* [What is required]
Locate every line in the data below that contains the string "switch", treating uppercase and lowercase letters as different, and copy each of those lines.
────────
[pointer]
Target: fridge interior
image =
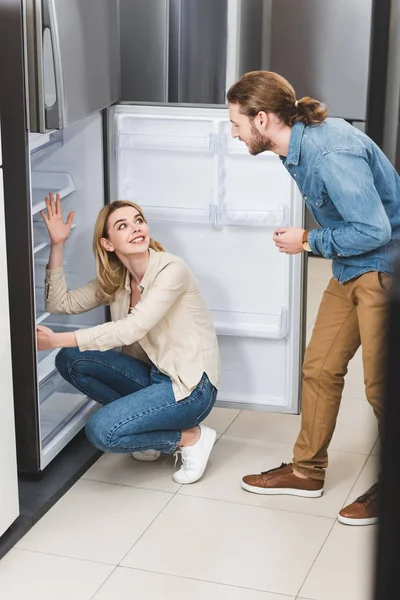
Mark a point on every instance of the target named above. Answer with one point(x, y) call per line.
point(68, 162)
point(210, 202)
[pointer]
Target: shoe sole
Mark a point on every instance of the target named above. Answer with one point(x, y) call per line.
point(282, 491)
point(357, 522)
point(187, 482)
point(148, 459)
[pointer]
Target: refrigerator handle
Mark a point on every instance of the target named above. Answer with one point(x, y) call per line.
point(55, 111)
point(35, 62)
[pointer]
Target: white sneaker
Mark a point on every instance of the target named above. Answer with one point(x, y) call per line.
point(146, 455)
point(195, 458)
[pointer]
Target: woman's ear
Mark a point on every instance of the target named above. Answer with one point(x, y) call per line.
point(107, 245)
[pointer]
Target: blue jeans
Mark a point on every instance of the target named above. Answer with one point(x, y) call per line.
point(139, 408)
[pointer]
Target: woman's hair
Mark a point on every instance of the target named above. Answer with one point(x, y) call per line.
point(111, 273)
point(269, 92)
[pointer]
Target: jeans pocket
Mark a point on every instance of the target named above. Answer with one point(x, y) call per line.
point(384, 281)
point(210, 404)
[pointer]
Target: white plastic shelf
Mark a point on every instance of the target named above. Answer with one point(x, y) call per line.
point(40, 317)
point(278, 217)
point(180, 215)
point(268, 326)
point(44, 182)
point(175, 143)
point(46, 363)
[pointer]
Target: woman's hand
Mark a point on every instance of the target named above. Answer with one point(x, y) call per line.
point(45, 338)
point(58, 230)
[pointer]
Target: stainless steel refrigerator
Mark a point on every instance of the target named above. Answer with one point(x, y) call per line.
point(204, 195)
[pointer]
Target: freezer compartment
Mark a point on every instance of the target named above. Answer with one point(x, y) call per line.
point(44, 182)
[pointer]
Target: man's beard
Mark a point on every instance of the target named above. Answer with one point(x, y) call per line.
point(258, 143)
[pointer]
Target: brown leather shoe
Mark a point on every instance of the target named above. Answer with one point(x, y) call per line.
point(364, 510)
point(282, 480)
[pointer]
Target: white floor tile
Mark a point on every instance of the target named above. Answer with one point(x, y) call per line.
point(233, 544)
point(34, 576)
point(220, 418)
point(123, 469)
point(356, 429)
point(96, 521)
point(344, 569)
point(234, 457)
point(368, 476)
point(129, 583)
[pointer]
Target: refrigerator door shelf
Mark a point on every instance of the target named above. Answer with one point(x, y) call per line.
point(46, 363)
point(44, 182)
point(131, 141)
point(42, 145)
point(41, 317)
point(267, 326)
point(278, 217)
point(42, 240)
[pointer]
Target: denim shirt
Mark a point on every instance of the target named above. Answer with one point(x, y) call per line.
point(353, 192)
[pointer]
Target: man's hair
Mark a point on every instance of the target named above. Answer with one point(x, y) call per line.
point(269, 92)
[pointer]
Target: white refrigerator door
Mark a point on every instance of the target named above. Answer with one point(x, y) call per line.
point(210, 202)
point(9, 508)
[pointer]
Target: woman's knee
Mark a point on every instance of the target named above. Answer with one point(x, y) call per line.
point(96, 432)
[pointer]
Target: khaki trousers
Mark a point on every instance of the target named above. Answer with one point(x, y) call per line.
point(350, 314)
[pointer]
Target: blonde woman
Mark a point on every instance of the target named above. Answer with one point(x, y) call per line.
point(157, 391)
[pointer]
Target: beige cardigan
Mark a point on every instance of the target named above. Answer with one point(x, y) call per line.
point(170, 326)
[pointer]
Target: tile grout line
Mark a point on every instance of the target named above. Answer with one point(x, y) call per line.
point(316, 558)
point(239, 587)
point(104, 582)
point(150, 524)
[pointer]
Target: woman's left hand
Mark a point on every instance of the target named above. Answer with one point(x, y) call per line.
point(45, 338)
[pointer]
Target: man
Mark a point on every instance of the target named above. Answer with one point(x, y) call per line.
point(353, 192)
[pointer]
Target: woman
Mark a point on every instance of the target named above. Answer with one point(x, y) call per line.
point(164, 383)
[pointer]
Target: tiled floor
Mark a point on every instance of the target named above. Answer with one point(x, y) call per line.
point(126, 530)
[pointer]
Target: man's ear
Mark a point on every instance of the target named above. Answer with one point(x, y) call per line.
point(107, 245)
point(261, 120)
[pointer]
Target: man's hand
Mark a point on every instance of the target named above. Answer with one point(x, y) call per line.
point(289, 239)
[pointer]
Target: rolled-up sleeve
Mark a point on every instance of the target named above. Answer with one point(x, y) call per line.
point(170, 283)
point(349, 183)
point(60, 300)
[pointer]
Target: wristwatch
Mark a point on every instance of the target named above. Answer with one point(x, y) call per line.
point(304, 242)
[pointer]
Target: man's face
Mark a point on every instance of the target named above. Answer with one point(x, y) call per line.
point(249, 131)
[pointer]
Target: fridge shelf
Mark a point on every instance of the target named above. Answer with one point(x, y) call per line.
point(277, 217)
point(42, 317)
point(179, 214)
point(44, 144)
point(46, 363)
point(134, 141)
point(44, 182)
point(252, 325)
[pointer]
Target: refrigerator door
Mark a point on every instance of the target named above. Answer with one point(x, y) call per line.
point(210, 202)
point(9, 508)
point(73, 59)
point(71, 165)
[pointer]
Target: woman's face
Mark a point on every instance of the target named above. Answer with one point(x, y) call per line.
point(128, 233)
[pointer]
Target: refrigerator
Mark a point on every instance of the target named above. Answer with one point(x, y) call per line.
point(206, 200)
point(9, 506)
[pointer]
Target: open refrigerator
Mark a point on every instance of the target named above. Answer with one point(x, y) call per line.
point(206, 200)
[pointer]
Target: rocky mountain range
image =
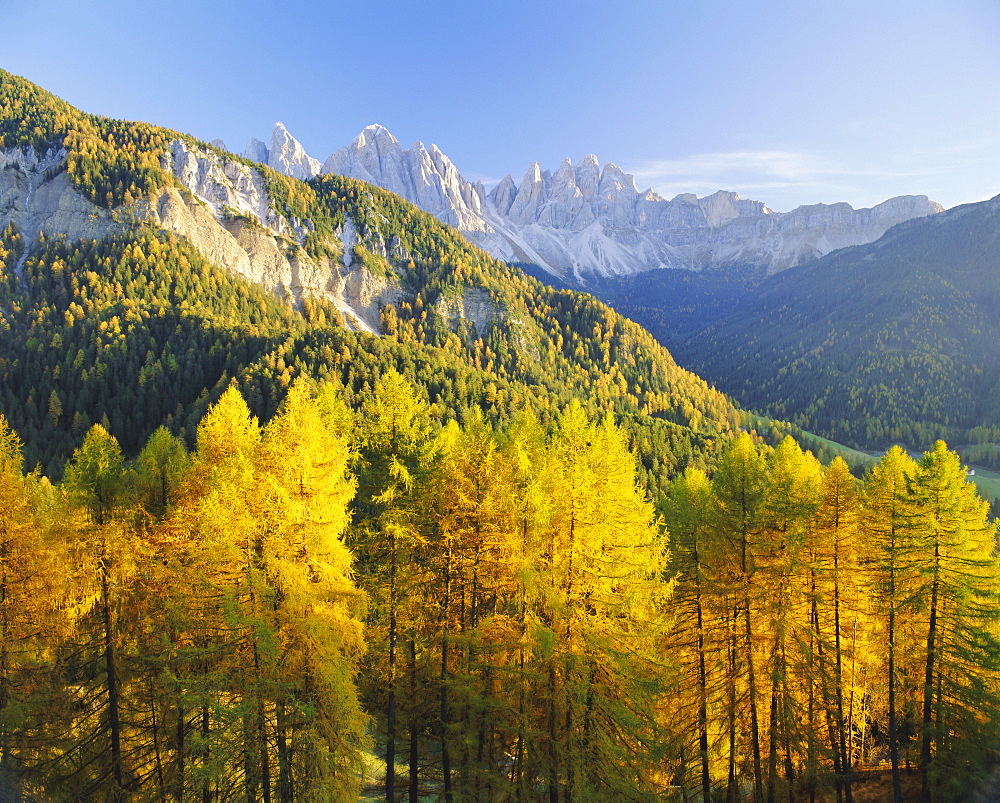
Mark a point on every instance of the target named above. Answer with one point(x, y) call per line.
point(587, 220)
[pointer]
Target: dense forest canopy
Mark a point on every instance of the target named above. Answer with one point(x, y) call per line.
point(891, 342)
point(248, 553)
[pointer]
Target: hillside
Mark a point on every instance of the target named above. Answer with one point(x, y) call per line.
point(891, 342)
point(132, 304)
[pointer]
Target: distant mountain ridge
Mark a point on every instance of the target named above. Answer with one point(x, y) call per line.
point(889, 342)
point(588, 221)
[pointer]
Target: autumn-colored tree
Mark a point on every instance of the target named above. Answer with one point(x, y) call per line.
point(954, 554)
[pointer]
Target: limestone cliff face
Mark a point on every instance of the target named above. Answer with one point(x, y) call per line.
point(37, 196)
point(587, 219)
point(221, 207)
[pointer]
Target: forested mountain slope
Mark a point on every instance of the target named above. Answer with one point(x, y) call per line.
point(126, 249)
point(343, 546)
point(891, 342)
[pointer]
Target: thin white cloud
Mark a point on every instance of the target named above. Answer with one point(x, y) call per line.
point(786, 178)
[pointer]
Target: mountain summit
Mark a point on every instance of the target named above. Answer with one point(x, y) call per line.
point(586, 221)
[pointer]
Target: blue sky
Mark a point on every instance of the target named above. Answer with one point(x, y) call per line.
point(785, 102)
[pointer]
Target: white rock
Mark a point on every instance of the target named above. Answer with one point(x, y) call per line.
point(587, 219)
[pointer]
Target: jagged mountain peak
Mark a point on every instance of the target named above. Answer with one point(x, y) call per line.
point(591, 218)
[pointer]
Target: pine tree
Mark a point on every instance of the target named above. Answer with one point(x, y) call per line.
point(33, 583)
point(738, 487)
point(889, 521)
point(394, 450)
point(689, 508)
point(955, 556)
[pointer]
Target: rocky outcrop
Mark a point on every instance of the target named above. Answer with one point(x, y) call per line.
point(473, 305)
point(286, 154)
point(36, 195)
point(425, 177)
point(220, 205)
point(588, 219)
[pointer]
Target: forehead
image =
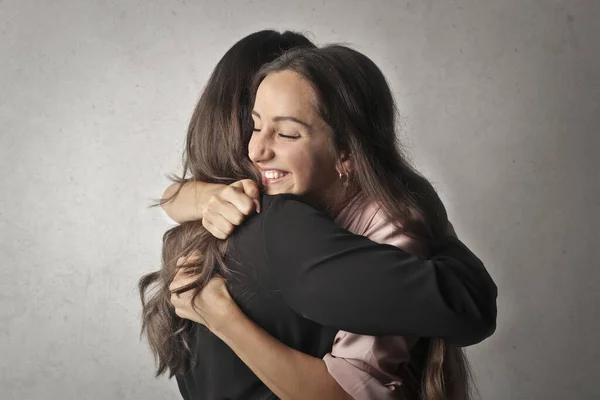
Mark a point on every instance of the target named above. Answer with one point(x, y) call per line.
point(285, 93)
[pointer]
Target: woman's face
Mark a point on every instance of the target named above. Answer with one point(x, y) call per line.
point(290, 140)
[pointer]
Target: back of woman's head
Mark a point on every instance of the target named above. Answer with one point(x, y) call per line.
point(355, 100)
point(215, 152)
point(220, 128)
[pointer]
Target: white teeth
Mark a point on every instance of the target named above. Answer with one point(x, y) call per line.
point(273, 174)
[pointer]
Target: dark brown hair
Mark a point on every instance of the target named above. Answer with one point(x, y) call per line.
point(215, 152)
point(355, 100)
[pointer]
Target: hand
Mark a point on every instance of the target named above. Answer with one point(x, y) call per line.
point(229, 207)
point(211, 307)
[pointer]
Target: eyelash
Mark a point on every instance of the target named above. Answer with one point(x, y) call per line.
point(288, 137)
point(281, 135)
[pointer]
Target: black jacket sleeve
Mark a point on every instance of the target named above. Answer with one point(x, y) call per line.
point(346, 281)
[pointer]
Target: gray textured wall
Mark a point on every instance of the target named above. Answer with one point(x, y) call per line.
point(501, 107)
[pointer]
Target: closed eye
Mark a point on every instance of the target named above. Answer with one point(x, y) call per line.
point(289, 137)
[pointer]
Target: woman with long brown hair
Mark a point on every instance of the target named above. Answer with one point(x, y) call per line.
point(452, 292)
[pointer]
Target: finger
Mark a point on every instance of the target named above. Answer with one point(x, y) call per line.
point(250, 188)
point(226, 204)
point(236, 196)
point(232, 213)
point(214, 230)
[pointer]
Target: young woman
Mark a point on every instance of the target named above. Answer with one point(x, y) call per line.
point(292, 147)
point(453, 287)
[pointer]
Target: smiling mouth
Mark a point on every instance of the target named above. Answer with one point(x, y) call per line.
point(272, 176)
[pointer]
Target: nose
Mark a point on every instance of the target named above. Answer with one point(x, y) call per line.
point(260, 148)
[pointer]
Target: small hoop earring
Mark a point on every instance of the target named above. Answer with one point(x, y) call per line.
point(344, 178)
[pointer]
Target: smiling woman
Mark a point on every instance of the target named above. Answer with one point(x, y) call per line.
point(296, 277)
point(291, 142)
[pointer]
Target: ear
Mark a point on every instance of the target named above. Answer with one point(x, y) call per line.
point(345, 164)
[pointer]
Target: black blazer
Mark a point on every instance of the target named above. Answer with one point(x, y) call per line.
point(302, 278)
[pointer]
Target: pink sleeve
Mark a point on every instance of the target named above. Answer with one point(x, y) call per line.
point(368, 367)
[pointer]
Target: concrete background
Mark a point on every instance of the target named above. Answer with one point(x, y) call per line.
point(500, 102)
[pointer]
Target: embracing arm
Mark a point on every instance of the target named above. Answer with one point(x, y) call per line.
point(189, 203)
point(346, 281)
point(220, 207)
point(289, 373)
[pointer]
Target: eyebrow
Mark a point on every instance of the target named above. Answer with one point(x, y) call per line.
point(284, 118)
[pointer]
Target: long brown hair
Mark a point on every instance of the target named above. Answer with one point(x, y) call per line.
point(215, 152)
point(354, 99)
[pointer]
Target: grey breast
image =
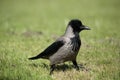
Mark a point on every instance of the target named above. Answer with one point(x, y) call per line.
point(68, 52)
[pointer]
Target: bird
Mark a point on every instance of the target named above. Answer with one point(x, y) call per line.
point(66, 47)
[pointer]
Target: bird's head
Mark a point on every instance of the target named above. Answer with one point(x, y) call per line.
point(77, 25)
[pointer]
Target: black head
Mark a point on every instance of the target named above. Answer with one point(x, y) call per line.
point(77, 25)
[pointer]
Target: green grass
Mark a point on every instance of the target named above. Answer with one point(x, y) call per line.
point(27, 27)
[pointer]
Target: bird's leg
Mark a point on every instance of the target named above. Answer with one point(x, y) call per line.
point(75, 64)
point(52, 67)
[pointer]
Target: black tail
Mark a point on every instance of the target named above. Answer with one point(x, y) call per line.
point(33, 58)
point(36, 57)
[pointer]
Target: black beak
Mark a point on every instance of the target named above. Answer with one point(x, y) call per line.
point(85, 27)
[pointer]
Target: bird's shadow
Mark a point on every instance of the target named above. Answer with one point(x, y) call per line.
point(60, 67)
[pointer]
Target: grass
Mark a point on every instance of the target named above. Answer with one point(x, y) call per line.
point(28, 26)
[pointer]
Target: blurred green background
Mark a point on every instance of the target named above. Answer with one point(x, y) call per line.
point(28, 26)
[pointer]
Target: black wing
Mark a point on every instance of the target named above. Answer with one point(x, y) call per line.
point(50, 50)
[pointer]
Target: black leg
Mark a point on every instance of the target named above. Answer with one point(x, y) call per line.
point(76, 65)
point(52, 67)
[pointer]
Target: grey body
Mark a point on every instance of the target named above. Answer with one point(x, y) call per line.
point(68, 51)
point(66, 47)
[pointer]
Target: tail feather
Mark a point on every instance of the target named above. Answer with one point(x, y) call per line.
point(36, 57)
point(33, 58)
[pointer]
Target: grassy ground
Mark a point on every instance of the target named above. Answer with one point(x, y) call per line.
point(28, 26)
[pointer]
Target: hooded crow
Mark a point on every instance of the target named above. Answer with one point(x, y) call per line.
point(64, 48)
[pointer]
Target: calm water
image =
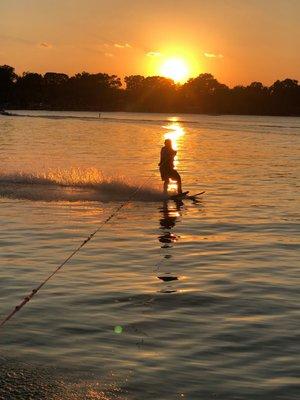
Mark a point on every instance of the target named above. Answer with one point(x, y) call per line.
point(192, 301)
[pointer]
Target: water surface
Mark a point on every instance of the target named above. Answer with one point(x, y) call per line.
point(168, 301)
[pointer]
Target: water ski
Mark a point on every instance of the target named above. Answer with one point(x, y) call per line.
point(185, 195)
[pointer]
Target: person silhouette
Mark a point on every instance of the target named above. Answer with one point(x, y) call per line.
point(166, 167)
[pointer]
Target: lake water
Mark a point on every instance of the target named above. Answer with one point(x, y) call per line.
point(168, 301)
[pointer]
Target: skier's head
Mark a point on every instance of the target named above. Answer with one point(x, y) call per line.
point(168, 143)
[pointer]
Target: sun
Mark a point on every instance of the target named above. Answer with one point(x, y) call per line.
point(176, 69)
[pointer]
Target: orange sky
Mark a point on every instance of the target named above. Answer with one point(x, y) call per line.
point(237, 41)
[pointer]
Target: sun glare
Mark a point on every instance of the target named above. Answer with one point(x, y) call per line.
point(176, 69)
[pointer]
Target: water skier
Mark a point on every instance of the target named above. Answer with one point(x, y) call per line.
point(166, 166)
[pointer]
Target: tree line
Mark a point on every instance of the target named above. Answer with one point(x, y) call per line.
point(104, 92)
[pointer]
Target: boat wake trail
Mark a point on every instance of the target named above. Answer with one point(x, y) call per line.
point(71, 185)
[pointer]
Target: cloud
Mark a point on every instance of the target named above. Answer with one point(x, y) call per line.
point(213, 55)
point(46, 45)
point(153, 54)
point(122, 46)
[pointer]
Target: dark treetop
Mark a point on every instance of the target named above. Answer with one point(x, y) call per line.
point(103, 92)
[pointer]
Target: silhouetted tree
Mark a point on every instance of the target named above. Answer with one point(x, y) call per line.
point(7, 80)
point(203, 94)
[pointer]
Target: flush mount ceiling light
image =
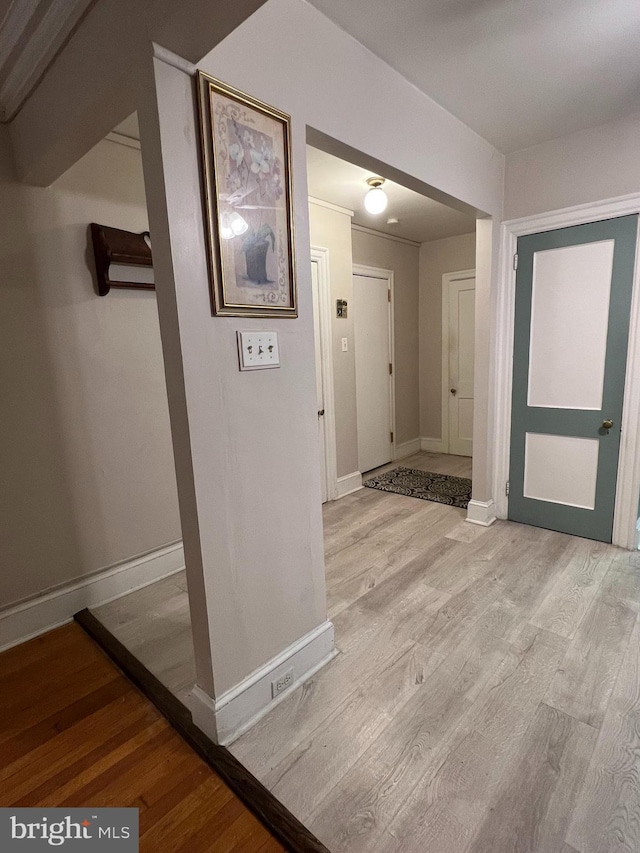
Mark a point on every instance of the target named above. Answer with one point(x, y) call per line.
point(232, 225)
point(375, 200)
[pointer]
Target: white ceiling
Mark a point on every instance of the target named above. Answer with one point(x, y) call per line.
point(516, 71)
point(421, 218)
point(32, 32)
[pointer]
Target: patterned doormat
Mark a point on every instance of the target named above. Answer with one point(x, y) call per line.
point(441, 488)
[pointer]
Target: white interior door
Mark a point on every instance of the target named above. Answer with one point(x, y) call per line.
point(319, 383)
point(461, 328)
point(372, 358)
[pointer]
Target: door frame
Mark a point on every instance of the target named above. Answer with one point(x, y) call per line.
point(320, 256)
point(628, 482)
point(386, 275)
point(447, 278)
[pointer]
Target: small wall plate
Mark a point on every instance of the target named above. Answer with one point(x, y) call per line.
point(258, 350)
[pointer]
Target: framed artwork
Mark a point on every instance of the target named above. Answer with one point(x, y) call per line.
point(248, 198)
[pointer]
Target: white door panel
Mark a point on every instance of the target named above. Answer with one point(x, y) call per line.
point(319, 383)
point(372, 344)
point(461, 322)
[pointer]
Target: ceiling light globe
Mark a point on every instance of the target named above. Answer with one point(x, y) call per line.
point(239, 225)
point(375, 200)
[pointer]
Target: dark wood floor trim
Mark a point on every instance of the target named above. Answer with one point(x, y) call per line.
point(284, 826)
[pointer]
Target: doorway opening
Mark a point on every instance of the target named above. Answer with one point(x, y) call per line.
point(394, 326)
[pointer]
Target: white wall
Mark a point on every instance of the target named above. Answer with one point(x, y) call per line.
point(331, 229)
point(592, 165)
point(86, 465)
point(378, 251)
point(328, 82)
point(437, 258)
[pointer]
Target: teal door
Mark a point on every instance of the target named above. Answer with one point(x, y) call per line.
point(573, 297)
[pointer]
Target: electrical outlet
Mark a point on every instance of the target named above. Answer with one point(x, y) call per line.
point(281, 683)
point(258, 350)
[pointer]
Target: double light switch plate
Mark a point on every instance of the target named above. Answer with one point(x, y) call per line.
point(258, 350)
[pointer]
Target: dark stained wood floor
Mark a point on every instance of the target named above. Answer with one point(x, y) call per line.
point(74, 732)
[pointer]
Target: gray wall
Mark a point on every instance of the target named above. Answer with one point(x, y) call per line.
point(588, 166)
point(436, 258)
point(371, 250)
point(86, 466)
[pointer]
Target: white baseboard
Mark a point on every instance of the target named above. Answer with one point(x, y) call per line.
point(35, 615)
point(408, 448)
point(226, 718)
point(349, 483)
point(481, 512)
point(432, 445)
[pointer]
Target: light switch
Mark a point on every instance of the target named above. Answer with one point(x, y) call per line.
point(258, 350)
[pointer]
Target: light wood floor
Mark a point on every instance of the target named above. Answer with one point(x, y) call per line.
point(74, 732)
point(486, 696)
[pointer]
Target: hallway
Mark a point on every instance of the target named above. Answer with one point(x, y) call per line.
point(487, 688)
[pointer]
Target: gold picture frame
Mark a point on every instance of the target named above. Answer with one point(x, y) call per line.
point(246, 150)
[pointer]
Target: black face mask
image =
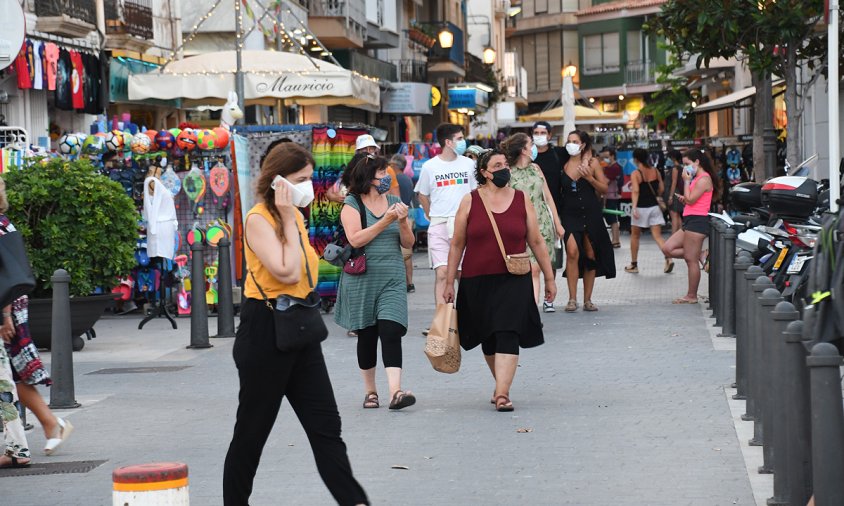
────────
* [Task solution]
Target: double light switch plate
Target: light switch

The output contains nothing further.